### Goal
Which lines of the material contain the string "wind"? Copy each of those lines in full.

### Task data
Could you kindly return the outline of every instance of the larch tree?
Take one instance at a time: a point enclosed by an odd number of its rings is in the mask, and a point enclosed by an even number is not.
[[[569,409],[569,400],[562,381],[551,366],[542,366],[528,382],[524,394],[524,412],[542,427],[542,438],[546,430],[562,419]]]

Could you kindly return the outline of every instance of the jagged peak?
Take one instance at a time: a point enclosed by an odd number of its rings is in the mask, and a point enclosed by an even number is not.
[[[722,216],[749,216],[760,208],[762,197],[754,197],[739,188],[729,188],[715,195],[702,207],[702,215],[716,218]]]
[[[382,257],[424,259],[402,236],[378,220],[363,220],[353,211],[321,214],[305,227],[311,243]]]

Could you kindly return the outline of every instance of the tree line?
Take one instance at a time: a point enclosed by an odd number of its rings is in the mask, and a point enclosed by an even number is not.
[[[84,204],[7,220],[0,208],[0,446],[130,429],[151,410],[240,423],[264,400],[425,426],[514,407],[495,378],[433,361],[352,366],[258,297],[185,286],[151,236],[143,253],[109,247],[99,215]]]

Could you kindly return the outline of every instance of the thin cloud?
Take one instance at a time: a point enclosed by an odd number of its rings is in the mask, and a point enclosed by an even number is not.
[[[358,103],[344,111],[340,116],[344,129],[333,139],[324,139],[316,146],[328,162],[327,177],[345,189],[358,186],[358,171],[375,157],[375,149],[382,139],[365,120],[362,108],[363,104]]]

---

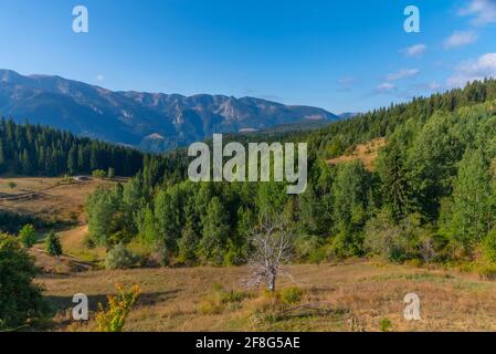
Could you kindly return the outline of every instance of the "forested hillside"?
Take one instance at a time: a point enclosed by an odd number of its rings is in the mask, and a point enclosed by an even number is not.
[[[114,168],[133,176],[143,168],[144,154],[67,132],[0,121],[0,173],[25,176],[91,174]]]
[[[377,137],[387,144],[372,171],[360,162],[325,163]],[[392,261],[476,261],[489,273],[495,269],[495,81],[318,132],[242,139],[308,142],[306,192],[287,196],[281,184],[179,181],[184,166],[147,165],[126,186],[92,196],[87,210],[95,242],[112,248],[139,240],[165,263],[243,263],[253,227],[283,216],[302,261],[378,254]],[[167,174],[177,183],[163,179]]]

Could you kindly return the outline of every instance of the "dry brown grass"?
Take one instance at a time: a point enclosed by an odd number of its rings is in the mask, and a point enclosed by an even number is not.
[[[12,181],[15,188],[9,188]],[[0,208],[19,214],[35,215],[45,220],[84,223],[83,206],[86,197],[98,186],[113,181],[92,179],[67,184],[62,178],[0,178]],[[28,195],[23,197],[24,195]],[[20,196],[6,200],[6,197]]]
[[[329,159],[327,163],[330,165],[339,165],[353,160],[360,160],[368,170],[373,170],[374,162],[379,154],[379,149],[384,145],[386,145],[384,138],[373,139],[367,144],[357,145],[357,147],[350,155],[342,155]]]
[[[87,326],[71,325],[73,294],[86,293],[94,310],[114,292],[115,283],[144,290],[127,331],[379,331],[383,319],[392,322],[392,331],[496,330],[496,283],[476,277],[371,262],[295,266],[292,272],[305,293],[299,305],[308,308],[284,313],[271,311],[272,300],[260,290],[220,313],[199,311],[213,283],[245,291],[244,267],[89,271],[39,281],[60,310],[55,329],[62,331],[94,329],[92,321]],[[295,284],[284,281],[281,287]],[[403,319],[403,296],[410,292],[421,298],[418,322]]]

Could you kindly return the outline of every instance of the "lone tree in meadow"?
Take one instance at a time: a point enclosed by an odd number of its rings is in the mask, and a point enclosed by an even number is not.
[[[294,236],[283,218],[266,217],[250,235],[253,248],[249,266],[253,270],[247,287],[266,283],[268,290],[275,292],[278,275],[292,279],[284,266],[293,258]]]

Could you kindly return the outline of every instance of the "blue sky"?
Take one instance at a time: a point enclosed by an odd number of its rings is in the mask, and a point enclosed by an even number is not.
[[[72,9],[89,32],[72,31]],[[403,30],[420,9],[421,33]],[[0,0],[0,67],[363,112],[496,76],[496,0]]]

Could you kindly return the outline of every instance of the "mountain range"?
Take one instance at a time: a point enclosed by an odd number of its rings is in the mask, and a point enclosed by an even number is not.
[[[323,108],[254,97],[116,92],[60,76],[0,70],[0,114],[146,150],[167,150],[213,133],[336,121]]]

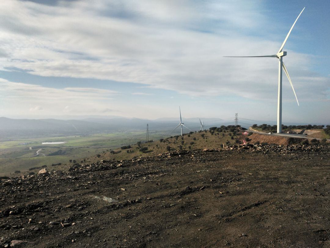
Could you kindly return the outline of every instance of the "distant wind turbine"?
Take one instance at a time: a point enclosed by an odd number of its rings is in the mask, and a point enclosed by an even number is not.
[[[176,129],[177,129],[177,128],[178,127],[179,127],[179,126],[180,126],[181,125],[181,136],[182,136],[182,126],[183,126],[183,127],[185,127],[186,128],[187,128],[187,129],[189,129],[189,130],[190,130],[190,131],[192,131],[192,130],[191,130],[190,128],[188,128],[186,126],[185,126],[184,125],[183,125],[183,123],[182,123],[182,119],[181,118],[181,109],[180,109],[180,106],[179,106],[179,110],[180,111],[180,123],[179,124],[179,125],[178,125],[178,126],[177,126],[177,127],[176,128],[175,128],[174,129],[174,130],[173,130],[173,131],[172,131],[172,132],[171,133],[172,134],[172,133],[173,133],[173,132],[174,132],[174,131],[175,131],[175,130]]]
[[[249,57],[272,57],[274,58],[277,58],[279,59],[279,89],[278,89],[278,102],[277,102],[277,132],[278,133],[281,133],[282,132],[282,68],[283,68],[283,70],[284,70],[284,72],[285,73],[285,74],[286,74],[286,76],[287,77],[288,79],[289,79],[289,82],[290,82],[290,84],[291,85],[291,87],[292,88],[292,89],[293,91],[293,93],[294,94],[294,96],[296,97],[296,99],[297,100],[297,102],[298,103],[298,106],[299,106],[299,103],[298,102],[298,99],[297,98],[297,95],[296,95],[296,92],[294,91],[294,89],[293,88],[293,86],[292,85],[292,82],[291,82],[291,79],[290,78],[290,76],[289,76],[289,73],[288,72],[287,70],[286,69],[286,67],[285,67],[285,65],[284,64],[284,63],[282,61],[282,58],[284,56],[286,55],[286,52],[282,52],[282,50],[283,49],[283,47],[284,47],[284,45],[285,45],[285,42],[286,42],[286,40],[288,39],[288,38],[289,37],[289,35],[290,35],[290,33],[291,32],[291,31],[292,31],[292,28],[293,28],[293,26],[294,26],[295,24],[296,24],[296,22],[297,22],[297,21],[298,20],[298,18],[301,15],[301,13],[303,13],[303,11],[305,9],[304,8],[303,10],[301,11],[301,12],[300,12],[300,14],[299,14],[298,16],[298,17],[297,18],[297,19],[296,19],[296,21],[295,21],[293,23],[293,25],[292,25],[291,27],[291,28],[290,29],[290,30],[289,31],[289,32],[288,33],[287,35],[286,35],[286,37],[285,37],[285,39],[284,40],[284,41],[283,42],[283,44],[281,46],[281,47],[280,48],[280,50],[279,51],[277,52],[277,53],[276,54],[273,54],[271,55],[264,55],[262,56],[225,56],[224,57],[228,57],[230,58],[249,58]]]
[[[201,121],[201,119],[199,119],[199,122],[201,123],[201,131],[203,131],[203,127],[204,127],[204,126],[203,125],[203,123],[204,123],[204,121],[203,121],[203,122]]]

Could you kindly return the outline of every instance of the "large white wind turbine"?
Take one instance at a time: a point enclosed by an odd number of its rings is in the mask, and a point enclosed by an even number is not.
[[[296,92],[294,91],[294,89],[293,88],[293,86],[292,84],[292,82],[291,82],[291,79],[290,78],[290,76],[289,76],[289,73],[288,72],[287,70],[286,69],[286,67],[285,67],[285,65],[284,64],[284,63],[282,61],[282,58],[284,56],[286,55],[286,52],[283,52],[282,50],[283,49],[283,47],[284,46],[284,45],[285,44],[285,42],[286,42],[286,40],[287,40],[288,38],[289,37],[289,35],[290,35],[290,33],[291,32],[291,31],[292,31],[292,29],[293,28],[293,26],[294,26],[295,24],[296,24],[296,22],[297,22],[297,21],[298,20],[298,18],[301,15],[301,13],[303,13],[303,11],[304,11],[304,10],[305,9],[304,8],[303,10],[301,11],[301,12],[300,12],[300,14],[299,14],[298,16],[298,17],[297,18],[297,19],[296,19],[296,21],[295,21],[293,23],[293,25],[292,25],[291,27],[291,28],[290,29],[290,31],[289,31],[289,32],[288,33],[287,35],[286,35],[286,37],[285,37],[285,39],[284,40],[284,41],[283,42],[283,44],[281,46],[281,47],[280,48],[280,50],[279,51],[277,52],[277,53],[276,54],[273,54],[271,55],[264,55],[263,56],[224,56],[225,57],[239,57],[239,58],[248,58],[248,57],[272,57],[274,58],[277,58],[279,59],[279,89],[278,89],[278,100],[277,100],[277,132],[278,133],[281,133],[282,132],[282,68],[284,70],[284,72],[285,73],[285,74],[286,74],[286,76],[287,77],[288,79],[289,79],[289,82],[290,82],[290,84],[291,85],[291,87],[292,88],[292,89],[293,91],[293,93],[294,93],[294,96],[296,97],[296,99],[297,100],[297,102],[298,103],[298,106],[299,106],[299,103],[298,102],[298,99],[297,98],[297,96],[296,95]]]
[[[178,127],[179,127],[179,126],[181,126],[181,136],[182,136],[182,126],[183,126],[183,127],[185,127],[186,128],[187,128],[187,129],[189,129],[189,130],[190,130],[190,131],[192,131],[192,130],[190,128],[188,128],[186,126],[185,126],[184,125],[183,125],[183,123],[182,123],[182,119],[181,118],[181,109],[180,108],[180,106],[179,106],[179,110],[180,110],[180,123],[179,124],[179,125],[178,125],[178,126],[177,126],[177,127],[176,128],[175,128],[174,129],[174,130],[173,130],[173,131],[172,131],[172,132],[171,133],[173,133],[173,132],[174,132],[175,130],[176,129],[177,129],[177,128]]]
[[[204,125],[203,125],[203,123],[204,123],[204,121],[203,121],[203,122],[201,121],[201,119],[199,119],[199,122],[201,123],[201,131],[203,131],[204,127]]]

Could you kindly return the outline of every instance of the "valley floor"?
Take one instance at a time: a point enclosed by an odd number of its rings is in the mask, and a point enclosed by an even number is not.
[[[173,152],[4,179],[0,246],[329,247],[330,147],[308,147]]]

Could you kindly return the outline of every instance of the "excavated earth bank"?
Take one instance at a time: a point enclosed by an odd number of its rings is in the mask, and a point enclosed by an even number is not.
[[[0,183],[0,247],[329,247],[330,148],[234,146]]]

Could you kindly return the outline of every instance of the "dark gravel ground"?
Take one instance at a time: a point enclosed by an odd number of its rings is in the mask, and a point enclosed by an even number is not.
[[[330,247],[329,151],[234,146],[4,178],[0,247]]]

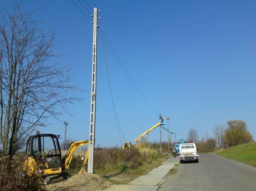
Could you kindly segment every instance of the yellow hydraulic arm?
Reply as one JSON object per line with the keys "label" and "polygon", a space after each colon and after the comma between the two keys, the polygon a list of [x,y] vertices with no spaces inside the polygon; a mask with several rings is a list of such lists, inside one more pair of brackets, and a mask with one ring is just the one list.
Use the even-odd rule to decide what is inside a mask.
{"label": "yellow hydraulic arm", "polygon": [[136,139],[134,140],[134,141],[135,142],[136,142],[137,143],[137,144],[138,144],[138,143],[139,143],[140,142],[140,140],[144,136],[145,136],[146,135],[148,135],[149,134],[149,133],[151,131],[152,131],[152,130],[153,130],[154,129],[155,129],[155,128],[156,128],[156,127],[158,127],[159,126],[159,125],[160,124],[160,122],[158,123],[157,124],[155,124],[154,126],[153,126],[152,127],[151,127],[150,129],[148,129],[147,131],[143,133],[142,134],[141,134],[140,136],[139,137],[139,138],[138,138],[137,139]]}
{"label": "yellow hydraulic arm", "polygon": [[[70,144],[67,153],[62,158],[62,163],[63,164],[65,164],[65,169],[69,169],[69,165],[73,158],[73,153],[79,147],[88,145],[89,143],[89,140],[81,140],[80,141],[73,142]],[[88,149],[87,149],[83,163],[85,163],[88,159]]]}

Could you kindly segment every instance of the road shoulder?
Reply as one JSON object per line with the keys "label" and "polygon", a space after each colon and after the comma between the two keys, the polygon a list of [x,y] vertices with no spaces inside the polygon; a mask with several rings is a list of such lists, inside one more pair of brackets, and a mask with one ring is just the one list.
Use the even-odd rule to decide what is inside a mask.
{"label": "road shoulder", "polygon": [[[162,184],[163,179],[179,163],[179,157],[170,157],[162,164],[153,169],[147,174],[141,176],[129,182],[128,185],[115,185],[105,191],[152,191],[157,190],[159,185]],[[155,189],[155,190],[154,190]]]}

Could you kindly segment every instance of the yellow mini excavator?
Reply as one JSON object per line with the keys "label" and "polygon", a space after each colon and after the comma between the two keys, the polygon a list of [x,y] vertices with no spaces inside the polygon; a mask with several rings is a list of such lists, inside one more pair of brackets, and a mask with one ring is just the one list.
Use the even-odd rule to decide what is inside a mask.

==

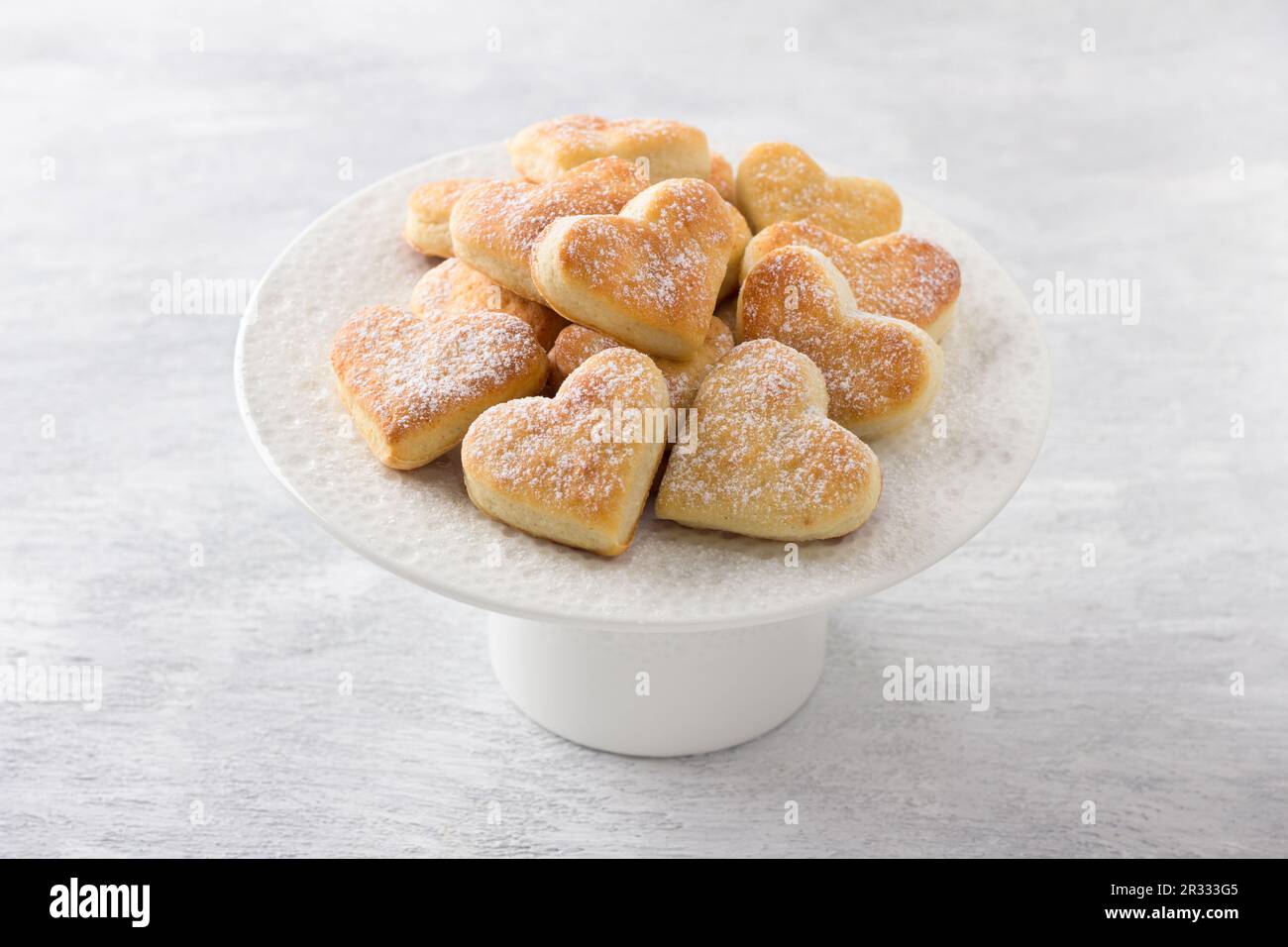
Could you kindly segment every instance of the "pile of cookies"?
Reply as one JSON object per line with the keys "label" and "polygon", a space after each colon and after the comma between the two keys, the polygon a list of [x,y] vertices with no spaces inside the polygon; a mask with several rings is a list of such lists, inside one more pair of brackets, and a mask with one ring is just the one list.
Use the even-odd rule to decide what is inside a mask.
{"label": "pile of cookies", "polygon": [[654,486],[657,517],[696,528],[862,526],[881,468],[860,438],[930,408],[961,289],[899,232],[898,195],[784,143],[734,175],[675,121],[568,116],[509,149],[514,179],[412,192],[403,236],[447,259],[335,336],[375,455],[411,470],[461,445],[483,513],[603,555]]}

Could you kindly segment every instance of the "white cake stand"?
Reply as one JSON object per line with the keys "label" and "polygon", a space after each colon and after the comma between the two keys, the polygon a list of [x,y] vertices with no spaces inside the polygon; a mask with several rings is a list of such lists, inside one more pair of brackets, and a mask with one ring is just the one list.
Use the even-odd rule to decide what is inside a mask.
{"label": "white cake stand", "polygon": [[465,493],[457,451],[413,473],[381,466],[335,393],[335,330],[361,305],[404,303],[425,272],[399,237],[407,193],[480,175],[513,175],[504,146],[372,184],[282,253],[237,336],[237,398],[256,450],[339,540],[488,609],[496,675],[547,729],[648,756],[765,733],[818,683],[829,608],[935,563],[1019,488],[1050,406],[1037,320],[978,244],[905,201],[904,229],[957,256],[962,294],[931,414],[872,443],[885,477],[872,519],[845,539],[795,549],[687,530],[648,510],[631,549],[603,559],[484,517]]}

### Complete response
Could you kindly return the outline of every instance of the "distant wind turbine"?
Could you kindly return the outline of every instance of the "large white wind turbine"?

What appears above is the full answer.